# [BRIEF]
Copy the lines below word for word, leaving out the pictures.

:: RECORDS SHOWN ::

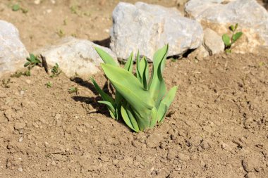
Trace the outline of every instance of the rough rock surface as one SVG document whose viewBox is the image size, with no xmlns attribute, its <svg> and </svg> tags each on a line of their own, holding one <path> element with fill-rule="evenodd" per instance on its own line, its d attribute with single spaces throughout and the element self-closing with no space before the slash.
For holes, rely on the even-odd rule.
<svg viewBox="0 0 268 178">
<path fill-rule="evenodd" d="M 168 56 L 181 55 L 202 44 L 201 25 L 175 8 L 137 2 L 121 2 L 113 12 L 111 48 L 126 59 L 132 51 L 152 59 L 156 50 L 169 44 Z"/>
<path fill-rule="evenodd" d="M 224 51 L 224 43 L 221 37 L 210 28 L 206 28 L 204 30 L 203 45 L 209 55 Z"/>
<path fill-rule="evenodd" d="M 20 42 L 18 29 L 11 23 L 0 20 L 0 77 L 23 67 L 28 56 Z"/>
<path fill-rule="evenodd" d="M 101 48 L 116 59 L 116 56 L 109 49 L 88 40 L 71 37 L 63 39 L 56 45 L 37 50 L 35 53 L 45 56 L 49 65 L 58 63 L 68 77 L 78 75 L 80 77 L 88 77 L 90 75 L 99 71 L 97 66 L 102 62 L 94 49 L 95 46 Z"/>
<path fill-rule="evenodd" d="M 256 46 L 268 45 L 268 12 L 255 0 L 190 0 L 185 10 L 218 34 L 230 33 L 229 26 L 238 23 L 243 35 L 233 51 L 252 52 Z"/>
</svg>

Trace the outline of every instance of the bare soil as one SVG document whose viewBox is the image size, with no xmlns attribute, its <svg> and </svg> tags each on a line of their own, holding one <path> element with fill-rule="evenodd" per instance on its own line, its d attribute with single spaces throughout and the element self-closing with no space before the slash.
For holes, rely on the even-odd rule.
<svg viewBox="0 0 268 178">
<path fill-rule="evenodd" d="M 108 38 L 118 1 L 28 1 L 21 3 L 25 14 L 1 1 L 0 16 L 18 27 L 31 51 L 59 39 L 58 29 Z M 73 3 L 78 14 L 70 10 Z M 90 80 L 51 78 L 38 67 L 30 77 L 6 76 L 0 85 L 0 177 L 267 177 L 267 56 L 262 49 L 169 60 L 164 78 L 169 88 L 179 86 L 176 98 L 162 125 L 139 133 L 109 116 Z M 102 73 L 94 77 L 104 86 Z M 78 91 L 69 94 L 71 87 Z"/>
</svg>

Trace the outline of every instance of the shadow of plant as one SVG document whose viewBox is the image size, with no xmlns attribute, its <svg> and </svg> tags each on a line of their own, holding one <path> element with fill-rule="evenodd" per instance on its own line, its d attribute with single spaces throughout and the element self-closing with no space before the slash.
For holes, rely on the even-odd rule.
<svg viewBox="0 0 268 178">
<path fill-rule="evenodd" d="M 72 98 L 74 101 L 77 102 L 79 101 L 81 103 L 84 103 L 87 105 L 91 105 L 92 107 L 93 107 L 93 108 L 96 110 L 95 113 L 102 113 L 102 114 L 105 115 L 107 117 L 110 117 L 110 114 L 106 107 L 104 105 L 98 103 L 99 101 L 102 101 L 102 98 L 101 96 L 99 96 L 99 93 L 97 92 L 95 87 L 91 82 L 84 80 L 82 78 L 78 77 L 72 78 L 71 80 L 79 84 L 80 86 L 89 89 L 94 93 L 94 94 L 97 96 L 96 97 L 85 97 L 85 96 L 74 96 L 72 97 Z M 111 84 L 109 84 L 108 81 L 105 82 L 104 86 L 102 88 L 102 90 L 107 94 L 111 94 L 111 93 L 113 93 L 114 91 L 113 90 L 111 90 Z"/>
</svg>

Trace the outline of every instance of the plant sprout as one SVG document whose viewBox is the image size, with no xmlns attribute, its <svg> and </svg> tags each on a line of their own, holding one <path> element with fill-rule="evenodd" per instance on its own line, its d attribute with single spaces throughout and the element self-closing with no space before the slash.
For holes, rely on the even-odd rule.
<svg viewBox="0 0 268 178">
<path fill-rule="evenodd" d="M 93 78 L 92 81 L 103 99 L 99 103 L 107 106 L 111 117 L 123 118 L 137 132 L 162 122 L 178 89 L 176 86 L 167 92 L 162 76 L 169 46 L 154 53 L 150 77 L 147 58 L 140 59 L 139 53 L 134 75 L 133 53 L 122 68 L 107 53 L 95 49 L 104 62 L 101 65 L 106 76 L 116 89 L 115 98 L 103 91 Z"/>
<path fill-rule="evenodd" d="M 241 37 L 243 32 L 236 32 L 237 28 L 238 27 L 238 24 L 236 23 L 235 26 L 233 25 L 229 27 L 229 30 L 232 32 L 232 36 L 230 38 L 227 34 L 224 34 L 222 35 L 222 41 L 224 43 L 225 46 L 225 51 L 226 53 L 231 53 L 231 47 L 240 37 Z"/>
</svg>

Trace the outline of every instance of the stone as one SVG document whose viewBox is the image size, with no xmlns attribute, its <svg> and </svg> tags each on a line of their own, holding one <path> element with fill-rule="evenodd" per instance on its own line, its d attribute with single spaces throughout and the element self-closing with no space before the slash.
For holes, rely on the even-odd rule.
<svg viewBox="0 0 268 178">
<path fill-rule="evenodd" d="M 224 43 L 221 37 L 210 28 L 204 30 L 203 46 L 210 56 L 224 51 Z"/>
<path fill-rule="evenodd" d="M 233 52 L 257 52 L 257 47 L 268 45 L 268 12 L 255 0 L 190 0 L 185 11 L 186 16 L 221 36 L 231 36 L 229 27 L 238 23 L 237 31 L 243 34 L 232 46 Z"/>
<path fill-rule="evenodd" d="M 35 54 L 44 56 L 49 65 L 54 66 L 58 63 L 59 68 L 69 77 L 78 75 L 79 77 L 87 78 L 99 72 L 97 67 L 103 63 L 94 49 L 95 46 L 105 51 L 116 60 L 116 56 L 109 49 L 72 37 L 61 39 L 57 44 L 39 49 L 35 51 Z"/>
<path fill-rule="evenodd" d="M 24 127 L 26 127 L 26 124 L 24 122 L 16 122 L 14 125 L 14 129 L 19 130 L 19 129 L 23 129 Z"/>
<path fill-rule="evenodd" d="M 169 44 L 168 56 L 181 56 L 202 44 L 200 24 L 183 17 L 176 8 L 137 2 L 120 2 L 113 11 L 111 48 L 126 59 L 130 53 L 145 56 L 150 61 L 154 52 Z"/>
<path fill-rule="evenodd" d="M 0 20 L 0 77 L 23 68 L 29 56 L 20 42 L 18 29 L 11 23 Z"/>
</svg>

:::

# [FINAL ANSWER]
Trace the outline of every instance of the rough rock surface as one SVG document whose viewBox is the image size, with no xmlns attribute, its <svg> and </svg> tags each on a line of their own, holding one <path> element with fill-rule="evenodd" per instance on its own line, its d attribute with single spaces throughout and the element self-closing with no space before the slash.
For holes, rely on the even-odd rule.
<svg viewBox="0 0 268 178">
<path fill-rule="evenodd" d="M 168 56 L 181 55 L 202 44 L 201 25 L 175 8 L 137 2 L 121 2 L 113 12 L 111 48 L 126 59 L 132 51 L 152 59 L 156 50 L 169 44 Z"/>
<path fill-rule="evenodd" d="M 224 51 L 224 43 L 221 37 L 210 28 L 206 28 L 204 30 L 203 45 L 209 55 Z"/>
<path fill-rule="evenodd" d="M 20 42 L 18 29 L 11 23 L 0 20 L 0 77 L 23 67 L 28 56 Z"/>
<path fill-rule="evenodd" d="M 101 48 L 116 59 L 116 56 L 109 49 L 88 40 L 71 37 L 63 39 L 56 45 L 37 50 L 35 53 L 45 56 L 49 65 L 58 63 L 68 77 L 78 75 L 80 77 L 88 77 L 90 75 L 99 71 L 97 66 L 102 62 L 94 49 L 95 46 Z"/>
<path fill-rule="evenodd" d="M 256 46 L 268 45 L 268 12 L 255 0 L 190 0 L 185 10 L 218 34 L 230 33 L 229 26 L 238 23 L 243 35 L 233 51 L 252 52 Z"/>
</svg>

Trace the outline of every instance of the bare soil as one SVG document whose viewBox is the image size, with no xmlns attribute, its <svg> and </svg> tags each on a line of their own, holding one <path> element with fill-rule="evenodd" per instance on its own line, its d attribute with single spaces throughout and the element self-closing with no space before the slash.
For holes, rely on the even-odd rule.
<svg viewBox="0 0 268 178">
<path fill-rule="evenodd" d="M 108 38 L 118 1 L 28 1 L 21 3 L 25 14 L 1 1 L 0 16 L 18 27 L 31 51 L 59 39 L 58 29 Z M 73 3 L 78 14 L 70 10 Z M 90 80 L 51 78 L 38 67 L 30 77 L 6 76 L 0 85 L 0 177 L 267 177 L 267 56 L 262 49 L 169 60 L 164 78 L 169 88 L 179 86 L 176 98 L 162 125 L 139 133 L 109 116 Z M 102 73 L 94 77 L 104 86 Z M 78 91 L 69 94 L 71 87 Z"/>
</svg>

Trace the outline of every instance of the shadow of plant as one SVG document whose viewBox is the image size, with no xmlns attribute, its <svg> and </svg> tags each on a line of their own, holding one <path> element with fill-rule="evenodd" per instance on its own line, its d attribute with single spaces throughout and the element self-closing with no space before the slash.
For holes, rely on the even-odd rule.
<svg viewBox="0 0 268 178">
<path fill-rule="evenodd" d="M 72 98 L 74 101 L 77 102 L 79 101 L 81 103 L 84 103 L 87 105 L 91 105 L 92 107 L 93 107 L 93 108 L 96 110 L 95 113 L 102 113 L 102 114 L 105 115 L 107 117 L 110 117 L 110 114 L 106 107 L 104 105 L 98 103 L 99 101 L 102 101 L 102 98 L 101 96 L 99 96 L 99 93 L 97 92 L 95 87 L 91 82 L 84 80 L 82 78 L 78 77 L 72 78 L 71 80 L 79 84 L 80 86 L 89 89 L 94 93 L 94 94 L 97 96 L 96 97 L 85 97 L 85 96 L 74 96 L 72 97 Z M 111 84 L 109 84 L 108 81 L 105 82 L 104 86 L 102 88 L 102 90 L 107 94 L 111 94 L 111 93 L 113 93 L 114 91 L 113 90 L 111 90 Z"/>
</svg>

Trace the outline of every instance of the plant sprout as one SVG document whose viewBox is the image size, with no xmlns attribute, its <svg> and </svg> tags each on a line of their own, holding one <path> element with fill-rule="evenodd" per instance on its own line, its d attribute with single spaces throughout and the element self-closing with no space before the slash.
For holes, rely on the even-odd rule.
<svg viewBox="0 0 268 178">
<path fill-rule="evenodd" d="M 93 78 L 92 81 L 103 99 L 99 103 L 107 106 L 111 117 L 123 118 L 137 132 L 162 122 L 178 89 L 176 86 L 167 92 L 162 76 L 169 46 L 154 53 L 150 77 L 147 58 L 140 59 L 139 53 L 134 75 L 133 53 L 122 68 L 107 53 L 95 49 L 104 62 L 101 65 L 106 76 L 116 89 L 115 98 L 103 91 Z"/>
<path fill-rule="evenodd" d="M 241 37 L 243 32 L 236 32 L 237 28 L 238 27 L 238 24 L 236 23 L 235 26 L 233 25 L 229 27 L 229 30 L 232 32 L 232 36 L 230 38 L 227 34 L 224 34 L 222 35 L 222 41 L 224 43 L 225 46 L 225 51 L 226 53 L 231 53 L 231 47 L 240 37 Z"/>
</svg>

Trace the outline of every instance of the stone as one SVG document whose viewBox is the image size, with no xmlns attribute, its <svg> and </svg> tags each on a line of their own, holding one <path> element with fill-rule="evenodd" per instance on its own line, its d attribute with single spaces throughout and the element self-closing with no space before the slash.
For holes, rely on the even-odd rule.
<svg viewBox="0 0 268 178">
<path fill-rule="evenodd" d="M 224 43 L 221 37 L 210 28 L 204 30 L 203 46 L 210 56 L 224 51 Z"/>
<path fill-rule="evenodd" d="M 233 52 L 257 52 L 257 47 L 268 45 L 268 12 L 255 0 L 190 0 L 185 11 L 186 16 L 221 36 L 231 36 L 229 27 L 238 23 L 237 31 L 243 34 L 232 46 Z"/>
<path fill-rule="evenodd" d="M 35 54 L 44 56 L 49 65 L 54 66 L 58 63 L 59 68 L 69 77 L 78 75 L 79 77 L 87 78 L 99 72 L 97 67 L 103 63 L 94 49 L 95 46 L 105 51 L 116 60 L 116 56 L 109 49 L 72 37 L 61 39 L 57 44 L 39 49 L 35 51 Z"/>
<path fill-rule="evenodd" d="M 24 127 L 26 127 L 26 124 L 24 122 L 16 122 L 14 125 L 14 129 L 19 130 L 19 129 L 23 129 Z"/>
<path fill-rule="evenodd" d="M 169 44 L 168 56 L 181 56 L 202 44 L 200 24 L 183 17 L 176 8 L 137 2 L 120 2 L 113 11 L 111 48 L 126 59 L 130 53 L 145 56 L 150 61 L 154 52 Z"/>
<path fill-rule="evenodd" d="M 0 20 L 0 77 L 23 68 L 29 56 L 20 42 L 18 29 L 11 23 Z"/>
</svg>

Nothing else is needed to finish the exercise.